[AUFGABENSTELLUNG] Führe jede Zeile unten unverändert auf, in der die Zeichenfolge „negative“ vorkommt. Dabei kommt es auf Groß- und Kleinschreibung an.

[Gespeicherte Dateneinträge]

====

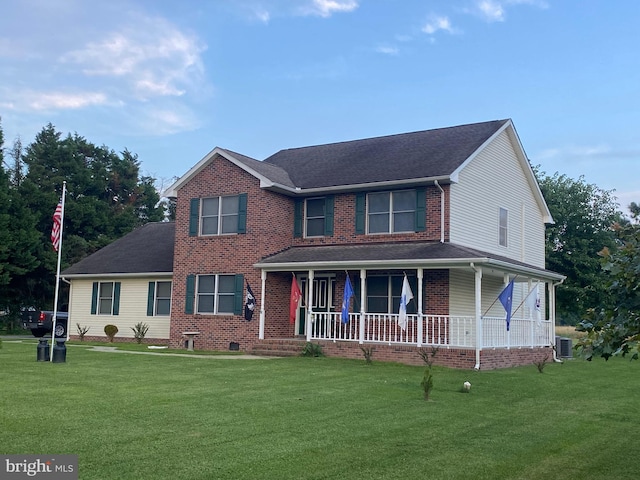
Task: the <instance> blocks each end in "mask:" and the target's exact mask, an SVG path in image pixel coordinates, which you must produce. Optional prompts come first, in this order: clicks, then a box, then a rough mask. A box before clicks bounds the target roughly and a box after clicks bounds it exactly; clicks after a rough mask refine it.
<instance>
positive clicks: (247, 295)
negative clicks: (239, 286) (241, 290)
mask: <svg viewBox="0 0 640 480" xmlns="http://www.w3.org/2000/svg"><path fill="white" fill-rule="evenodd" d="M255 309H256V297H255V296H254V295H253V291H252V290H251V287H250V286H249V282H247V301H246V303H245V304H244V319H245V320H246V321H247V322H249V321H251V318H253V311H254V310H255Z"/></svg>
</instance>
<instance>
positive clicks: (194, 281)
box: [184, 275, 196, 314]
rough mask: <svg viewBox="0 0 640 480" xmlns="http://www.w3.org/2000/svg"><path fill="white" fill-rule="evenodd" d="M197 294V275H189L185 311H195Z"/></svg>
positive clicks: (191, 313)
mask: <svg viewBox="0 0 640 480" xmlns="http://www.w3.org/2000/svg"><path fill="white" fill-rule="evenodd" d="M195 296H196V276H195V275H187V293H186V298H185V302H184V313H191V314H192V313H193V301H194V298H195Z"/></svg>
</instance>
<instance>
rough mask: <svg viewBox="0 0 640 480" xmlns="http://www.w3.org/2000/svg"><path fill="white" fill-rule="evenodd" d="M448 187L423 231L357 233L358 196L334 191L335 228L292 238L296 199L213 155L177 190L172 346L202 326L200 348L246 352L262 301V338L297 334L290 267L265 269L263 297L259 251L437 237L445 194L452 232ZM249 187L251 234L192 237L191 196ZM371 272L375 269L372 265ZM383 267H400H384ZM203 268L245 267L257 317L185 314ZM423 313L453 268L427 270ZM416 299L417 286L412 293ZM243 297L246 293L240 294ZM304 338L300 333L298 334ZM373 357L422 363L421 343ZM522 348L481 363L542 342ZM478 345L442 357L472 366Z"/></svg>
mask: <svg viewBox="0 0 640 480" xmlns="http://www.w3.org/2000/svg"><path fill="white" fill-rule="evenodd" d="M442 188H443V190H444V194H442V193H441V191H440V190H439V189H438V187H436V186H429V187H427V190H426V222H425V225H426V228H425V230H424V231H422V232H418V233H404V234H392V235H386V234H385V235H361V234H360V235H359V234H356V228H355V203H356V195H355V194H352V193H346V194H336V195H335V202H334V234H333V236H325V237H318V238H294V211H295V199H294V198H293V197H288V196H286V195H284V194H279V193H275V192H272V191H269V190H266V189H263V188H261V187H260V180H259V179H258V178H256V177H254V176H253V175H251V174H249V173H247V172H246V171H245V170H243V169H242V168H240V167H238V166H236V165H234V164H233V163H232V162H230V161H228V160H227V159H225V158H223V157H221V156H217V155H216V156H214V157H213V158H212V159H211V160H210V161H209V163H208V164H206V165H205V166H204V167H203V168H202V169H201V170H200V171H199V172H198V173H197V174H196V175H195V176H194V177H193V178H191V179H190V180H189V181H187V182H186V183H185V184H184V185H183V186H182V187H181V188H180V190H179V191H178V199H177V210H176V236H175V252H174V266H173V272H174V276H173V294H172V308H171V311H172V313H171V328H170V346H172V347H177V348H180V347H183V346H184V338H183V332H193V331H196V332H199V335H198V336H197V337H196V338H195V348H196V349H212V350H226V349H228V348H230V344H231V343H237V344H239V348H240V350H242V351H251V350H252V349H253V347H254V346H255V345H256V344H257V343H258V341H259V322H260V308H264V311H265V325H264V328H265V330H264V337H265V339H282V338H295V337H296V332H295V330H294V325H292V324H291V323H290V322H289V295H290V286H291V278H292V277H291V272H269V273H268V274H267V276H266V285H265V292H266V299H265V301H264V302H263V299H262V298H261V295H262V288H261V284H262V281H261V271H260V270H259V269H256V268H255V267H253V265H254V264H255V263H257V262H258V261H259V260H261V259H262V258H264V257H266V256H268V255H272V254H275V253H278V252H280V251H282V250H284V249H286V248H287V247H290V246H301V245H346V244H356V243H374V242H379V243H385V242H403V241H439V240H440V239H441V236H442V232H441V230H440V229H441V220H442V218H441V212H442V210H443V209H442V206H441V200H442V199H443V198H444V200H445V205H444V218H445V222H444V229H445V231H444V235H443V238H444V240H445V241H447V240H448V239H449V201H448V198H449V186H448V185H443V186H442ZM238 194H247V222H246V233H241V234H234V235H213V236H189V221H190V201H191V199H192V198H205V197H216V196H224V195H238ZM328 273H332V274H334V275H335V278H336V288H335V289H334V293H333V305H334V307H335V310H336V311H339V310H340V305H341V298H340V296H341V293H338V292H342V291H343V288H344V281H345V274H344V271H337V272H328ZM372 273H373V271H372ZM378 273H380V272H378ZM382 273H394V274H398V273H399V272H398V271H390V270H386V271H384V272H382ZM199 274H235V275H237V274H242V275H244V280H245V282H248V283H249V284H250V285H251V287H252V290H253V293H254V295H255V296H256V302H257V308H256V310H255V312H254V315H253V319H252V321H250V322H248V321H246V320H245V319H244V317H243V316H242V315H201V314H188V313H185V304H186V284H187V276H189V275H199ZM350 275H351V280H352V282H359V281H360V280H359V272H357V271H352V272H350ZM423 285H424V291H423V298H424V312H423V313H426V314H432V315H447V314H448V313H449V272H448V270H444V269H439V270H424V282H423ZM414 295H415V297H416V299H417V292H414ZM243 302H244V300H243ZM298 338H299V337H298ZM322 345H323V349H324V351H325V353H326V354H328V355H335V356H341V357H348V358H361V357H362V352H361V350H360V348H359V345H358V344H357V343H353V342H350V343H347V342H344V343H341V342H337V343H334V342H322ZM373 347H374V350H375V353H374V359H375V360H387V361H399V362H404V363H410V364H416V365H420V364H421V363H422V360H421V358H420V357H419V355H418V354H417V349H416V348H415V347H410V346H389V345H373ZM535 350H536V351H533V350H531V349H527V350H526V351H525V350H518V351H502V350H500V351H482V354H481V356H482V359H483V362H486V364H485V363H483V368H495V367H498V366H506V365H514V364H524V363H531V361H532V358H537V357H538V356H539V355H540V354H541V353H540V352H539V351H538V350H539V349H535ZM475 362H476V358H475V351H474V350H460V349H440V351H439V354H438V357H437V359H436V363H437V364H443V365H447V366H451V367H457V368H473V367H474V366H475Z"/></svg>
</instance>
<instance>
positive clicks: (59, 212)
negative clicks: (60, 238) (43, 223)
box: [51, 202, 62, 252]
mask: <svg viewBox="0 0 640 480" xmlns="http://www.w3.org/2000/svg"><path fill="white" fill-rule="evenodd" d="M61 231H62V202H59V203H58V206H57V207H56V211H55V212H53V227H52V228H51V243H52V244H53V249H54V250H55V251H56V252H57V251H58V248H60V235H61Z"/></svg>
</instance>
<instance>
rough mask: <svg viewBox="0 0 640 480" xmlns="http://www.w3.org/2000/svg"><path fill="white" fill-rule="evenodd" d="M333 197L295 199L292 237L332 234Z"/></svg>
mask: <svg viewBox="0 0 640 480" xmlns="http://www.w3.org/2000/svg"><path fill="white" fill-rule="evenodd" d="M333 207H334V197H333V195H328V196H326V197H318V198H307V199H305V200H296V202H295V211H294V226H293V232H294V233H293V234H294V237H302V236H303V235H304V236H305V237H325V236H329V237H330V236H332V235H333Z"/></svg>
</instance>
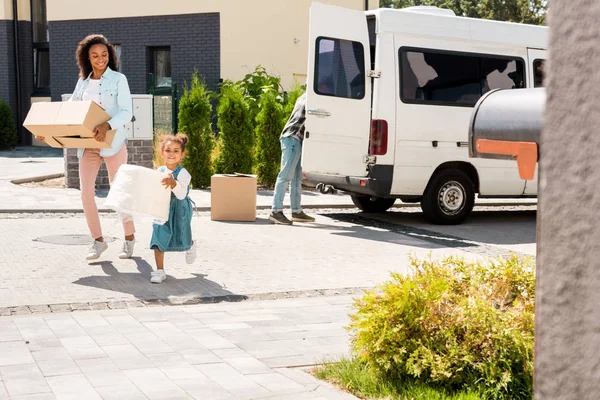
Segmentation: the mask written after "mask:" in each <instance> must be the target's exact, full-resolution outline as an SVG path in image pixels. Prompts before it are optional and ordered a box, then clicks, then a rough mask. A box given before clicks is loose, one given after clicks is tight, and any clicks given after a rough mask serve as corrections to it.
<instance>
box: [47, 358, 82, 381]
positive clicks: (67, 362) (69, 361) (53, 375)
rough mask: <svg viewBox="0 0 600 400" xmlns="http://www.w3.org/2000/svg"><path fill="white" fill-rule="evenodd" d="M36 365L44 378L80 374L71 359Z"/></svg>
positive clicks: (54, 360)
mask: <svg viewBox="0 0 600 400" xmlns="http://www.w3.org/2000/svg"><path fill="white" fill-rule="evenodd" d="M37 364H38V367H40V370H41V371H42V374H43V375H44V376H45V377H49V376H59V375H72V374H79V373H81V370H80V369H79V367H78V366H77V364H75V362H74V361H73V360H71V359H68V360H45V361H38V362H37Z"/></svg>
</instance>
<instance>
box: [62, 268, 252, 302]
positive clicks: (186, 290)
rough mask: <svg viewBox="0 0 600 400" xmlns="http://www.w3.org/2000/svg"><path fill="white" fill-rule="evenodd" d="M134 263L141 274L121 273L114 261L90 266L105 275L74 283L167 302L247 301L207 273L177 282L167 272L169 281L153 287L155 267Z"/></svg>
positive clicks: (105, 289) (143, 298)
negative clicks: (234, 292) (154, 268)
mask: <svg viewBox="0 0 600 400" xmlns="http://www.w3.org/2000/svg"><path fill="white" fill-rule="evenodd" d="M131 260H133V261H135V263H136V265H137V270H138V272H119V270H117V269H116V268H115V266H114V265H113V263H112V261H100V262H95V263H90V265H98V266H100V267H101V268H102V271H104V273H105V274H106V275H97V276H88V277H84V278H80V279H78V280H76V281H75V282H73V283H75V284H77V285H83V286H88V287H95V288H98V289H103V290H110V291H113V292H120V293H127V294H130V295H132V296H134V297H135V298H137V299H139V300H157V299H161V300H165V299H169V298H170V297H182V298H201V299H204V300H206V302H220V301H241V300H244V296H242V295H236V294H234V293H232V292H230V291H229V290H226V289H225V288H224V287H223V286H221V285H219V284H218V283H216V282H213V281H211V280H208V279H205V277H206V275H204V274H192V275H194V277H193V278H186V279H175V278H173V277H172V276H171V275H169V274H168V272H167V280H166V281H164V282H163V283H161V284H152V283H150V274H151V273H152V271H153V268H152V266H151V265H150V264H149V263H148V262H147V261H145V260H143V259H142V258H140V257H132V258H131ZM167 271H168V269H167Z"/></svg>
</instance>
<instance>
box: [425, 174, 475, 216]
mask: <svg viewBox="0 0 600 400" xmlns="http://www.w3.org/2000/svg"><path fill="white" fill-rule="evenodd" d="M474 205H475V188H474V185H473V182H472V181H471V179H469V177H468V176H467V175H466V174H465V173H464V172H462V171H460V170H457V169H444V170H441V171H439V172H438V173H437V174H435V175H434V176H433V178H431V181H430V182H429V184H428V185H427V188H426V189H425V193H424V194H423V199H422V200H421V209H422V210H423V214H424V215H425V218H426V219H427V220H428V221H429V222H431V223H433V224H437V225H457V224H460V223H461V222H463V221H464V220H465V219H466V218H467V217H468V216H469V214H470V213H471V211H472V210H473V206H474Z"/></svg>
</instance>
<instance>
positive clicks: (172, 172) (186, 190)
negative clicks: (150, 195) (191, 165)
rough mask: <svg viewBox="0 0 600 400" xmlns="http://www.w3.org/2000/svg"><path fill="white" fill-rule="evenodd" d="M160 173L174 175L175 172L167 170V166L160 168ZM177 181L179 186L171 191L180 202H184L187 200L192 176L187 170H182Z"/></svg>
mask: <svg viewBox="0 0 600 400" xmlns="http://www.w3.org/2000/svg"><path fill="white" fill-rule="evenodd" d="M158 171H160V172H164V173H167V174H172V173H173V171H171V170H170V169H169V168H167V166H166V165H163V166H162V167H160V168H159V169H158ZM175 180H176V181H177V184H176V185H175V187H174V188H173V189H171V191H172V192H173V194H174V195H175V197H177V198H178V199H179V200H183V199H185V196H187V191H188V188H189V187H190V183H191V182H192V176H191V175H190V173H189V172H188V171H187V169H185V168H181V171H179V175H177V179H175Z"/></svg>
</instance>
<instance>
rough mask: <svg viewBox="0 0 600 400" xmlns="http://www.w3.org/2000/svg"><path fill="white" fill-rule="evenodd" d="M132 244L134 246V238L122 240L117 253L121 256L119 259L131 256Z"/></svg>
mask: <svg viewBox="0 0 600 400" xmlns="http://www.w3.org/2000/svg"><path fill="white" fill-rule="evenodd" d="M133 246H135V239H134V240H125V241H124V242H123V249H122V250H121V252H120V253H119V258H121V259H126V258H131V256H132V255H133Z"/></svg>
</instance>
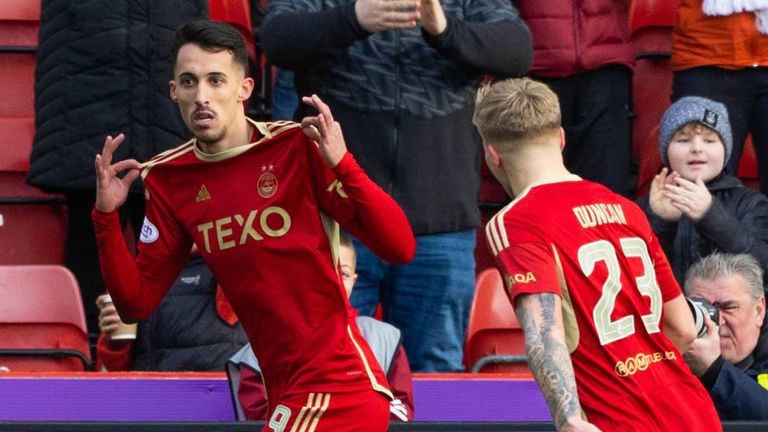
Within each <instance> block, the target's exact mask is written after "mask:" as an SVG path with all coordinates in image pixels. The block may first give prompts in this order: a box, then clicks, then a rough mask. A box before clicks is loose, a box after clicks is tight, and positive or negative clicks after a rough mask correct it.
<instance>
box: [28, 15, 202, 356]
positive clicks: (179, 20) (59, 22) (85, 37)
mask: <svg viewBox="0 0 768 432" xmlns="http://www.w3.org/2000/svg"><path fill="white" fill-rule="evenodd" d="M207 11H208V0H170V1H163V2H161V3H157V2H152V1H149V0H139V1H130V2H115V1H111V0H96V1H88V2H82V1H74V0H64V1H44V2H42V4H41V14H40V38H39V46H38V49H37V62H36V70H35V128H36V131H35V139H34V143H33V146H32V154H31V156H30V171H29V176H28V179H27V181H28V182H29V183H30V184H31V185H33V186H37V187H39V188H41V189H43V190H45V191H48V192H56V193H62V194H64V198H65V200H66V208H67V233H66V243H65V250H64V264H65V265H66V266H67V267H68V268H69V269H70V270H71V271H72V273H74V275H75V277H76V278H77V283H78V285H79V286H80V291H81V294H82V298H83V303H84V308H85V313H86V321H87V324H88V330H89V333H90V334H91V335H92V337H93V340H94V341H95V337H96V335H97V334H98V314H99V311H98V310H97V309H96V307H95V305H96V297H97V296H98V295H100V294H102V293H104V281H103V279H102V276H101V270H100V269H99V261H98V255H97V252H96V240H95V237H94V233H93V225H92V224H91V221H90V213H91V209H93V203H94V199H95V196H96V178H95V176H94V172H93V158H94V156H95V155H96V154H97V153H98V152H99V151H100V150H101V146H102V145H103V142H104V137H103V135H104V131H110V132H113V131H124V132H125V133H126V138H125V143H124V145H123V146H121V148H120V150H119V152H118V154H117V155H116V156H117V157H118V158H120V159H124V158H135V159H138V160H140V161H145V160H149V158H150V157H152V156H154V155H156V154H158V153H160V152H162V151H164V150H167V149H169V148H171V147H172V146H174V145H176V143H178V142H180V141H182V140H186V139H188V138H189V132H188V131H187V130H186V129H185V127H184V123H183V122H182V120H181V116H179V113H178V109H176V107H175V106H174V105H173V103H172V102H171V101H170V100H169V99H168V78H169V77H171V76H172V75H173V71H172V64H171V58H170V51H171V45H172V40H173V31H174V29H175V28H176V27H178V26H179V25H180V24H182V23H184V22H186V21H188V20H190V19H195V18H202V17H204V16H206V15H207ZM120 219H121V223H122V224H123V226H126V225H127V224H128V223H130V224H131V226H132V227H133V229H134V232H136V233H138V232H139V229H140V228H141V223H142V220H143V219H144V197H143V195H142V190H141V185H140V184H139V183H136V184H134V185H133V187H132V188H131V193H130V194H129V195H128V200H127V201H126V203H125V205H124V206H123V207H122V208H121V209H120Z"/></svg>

====

[SCHRIFTLICHE LÖSUNG]
negative clicks: (239, 286) (241, 290)
negative clicks: (60, 238) (43, 223)
negative clicks: (234, 292) (154, 268)
negative clicks: (150, 195) (191, 165)
Within each <instance> block, the target's exact mask is written after "mask:" as an SVG path with all coordinates in image pixels. The block may first give prompts in this order: a box, then clicks, then a rough mask. A box before clicks is loose, a box after clicks is tight, and positive or negative clicks after a rough mask correct it.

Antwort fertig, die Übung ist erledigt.